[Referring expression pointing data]

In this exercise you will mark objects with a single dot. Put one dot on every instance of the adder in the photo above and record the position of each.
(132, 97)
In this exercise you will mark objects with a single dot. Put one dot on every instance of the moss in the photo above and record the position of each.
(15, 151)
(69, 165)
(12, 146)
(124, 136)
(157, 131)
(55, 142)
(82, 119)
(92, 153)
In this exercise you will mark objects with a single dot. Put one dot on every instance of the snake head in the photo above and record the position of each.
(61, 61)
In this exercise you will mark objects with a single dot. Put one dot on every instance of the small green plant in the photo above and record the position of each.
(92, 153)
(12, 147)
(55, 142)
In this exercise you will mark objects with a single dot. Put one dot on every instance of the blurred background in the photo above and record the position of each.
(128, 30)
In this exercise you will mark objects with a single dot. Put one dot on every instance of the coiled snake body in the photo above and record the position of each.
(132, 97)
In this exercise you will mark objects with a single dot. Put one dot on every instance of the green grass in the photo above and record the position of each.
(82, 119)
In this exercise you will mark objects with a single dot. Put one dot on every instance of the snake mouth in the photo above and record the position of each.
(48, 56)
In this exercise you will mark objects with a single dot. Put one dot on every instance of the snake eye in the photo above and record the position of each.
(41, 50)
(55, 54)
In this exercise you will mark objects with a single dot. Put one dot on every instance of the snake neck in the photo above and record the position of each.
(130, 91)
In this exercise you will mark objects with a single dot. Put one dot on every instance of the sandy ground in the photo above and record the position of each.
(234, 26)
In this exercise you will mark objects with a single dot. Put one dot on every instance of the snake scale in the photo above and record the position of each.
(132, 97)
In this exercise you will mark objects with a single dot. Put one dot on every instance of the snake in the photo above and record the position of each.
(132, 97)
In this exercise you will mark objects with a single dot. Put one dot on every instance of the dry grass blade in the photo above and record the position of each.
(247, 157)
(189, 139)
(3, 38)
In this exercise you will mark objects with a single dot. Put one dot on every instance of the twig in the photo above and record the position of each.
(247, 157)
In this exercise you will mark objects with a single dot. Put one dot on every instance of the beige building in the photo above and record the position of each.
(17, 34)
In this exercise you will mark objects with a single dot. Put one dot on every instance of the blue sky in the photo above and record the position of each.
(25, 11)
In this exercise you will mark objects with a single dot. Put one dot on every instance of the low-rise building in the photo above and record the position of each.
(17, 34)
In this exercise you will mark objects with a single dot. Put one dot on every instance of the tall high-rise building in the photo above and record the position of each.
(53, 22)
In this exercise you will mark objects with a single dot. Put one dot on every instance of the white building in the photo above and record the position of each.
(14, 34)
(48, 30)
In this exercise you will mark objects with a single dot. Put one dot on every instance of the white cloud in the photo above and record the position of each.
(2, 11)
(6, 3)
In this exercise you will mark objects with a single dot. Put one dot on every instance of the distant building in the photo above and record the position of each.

*WHAT THIS TASK INVOLVES*
Your answer should be an exact transcription of the data above.

*RESPONSE TO THIS TASK*
In this exercise you will mark objects with a single dot. Put one dot on every instance of the adder in the photo above and record the position of each.
(132, 97)
In this exercise you will mark objects with a single dot. Put one dot on every instance of the moss in the photo above and record the position of each.
(15, 151)
(69, 165)
(12, 146)
(124, 136)
(157, 131)
(55, 142)
(82, 119)
(92, 153)
In this exercise you will mark objects with a single dot. Put one dot on every instance of the snake head in the photo above and record the position of each.
(61, 61)
In this exercise you will mark objects with a single dot. Put one dot on every instance of the small green plant in the photo above and record the position of each.
(92, 153)
(12, 147)
(55, 142)
In this exercise you will mark objects with a single dot. Put one dot on every instance of the blurred background in the photo above and record the position of each.
(128, 30)
In this exercise you will mark objects with a single dot. Put one dot on every instance of the coiled snake body in the photo above and record the position of each.
(132, 97)
In this exercise you will mark objects with a single dot. Put one dot on every instance of the green grass in the photo above and record the position of each.
(82, 119)
In this exercise you will mark objects with a single dot. Put one dot on every instance of the snake mouth in the photo above and record the position of each.
(48, 56)
In this exercise you will mark objects with a single dot. Put one dot on every instance of the snake eye in the photo above and record the position of each.
(41, 50)
(55, 54)
In this exercise you will mark objects with a single dot. Put one dot on every instance of the snake neck in the photo above and record the position of each.
(130, 91)
In this exercise you will mark objects with a single dot. Put one dot on every instance of the sandy ground in the photo above and record the position of each.
(234, 26)
In this exercise you will mark objects with a single dot. Put one dot on every instance of the snake scale in the photo above and record the position of each.
(132, 97)
In this exercise you will mark objects with a single dot. Put one dot on every instance of the snake in the photo above and record the position of each.
(132, 97)
In this exercise you will mark objects with a single dot. Put one dot on every instance of the dry grass blade in the photo above and record the position of each.
(247, 157)
(189, 139)
(3, 38)
In this exercise you will mark objects with a single dot. Put one dot on every instance of the twig in the photo above and record the position of each.
(247, 157)
In this exercise you will mark objects with a single dot. Put one dot on every instance of the beige building in the photo above and record the position of each.
(17, 34)
In this exercise you will mark objects with a single dot. Put one dot on every instance of the blue sky in the photo above and record the position of each.
(25, 11)
In this exercise you will mark objects with a single dot. Put one dot on every instance of the low-rise building in the photo above and record the position of each.
(17, 34)
In this exercise you will mark objects with a single dot. Put one dot on every instance of the tall high-rise building in the photo above and record the position of each.
(53, 22)
In this exercise you will mark objects with a single dot. Put one dot on every instance of the white building in the photo above and record the position of each.
(14, 34)
(48, 30)
In this exercise you will mark objects with a single dot. Put one dot on every instance of the white cloud in the photo above and record the position of each.
(2, 11)
(6, 3)
In this exercise you will mark objects with a single dot. Put one dot on every instance of the distant building in the photo above and record the position of each.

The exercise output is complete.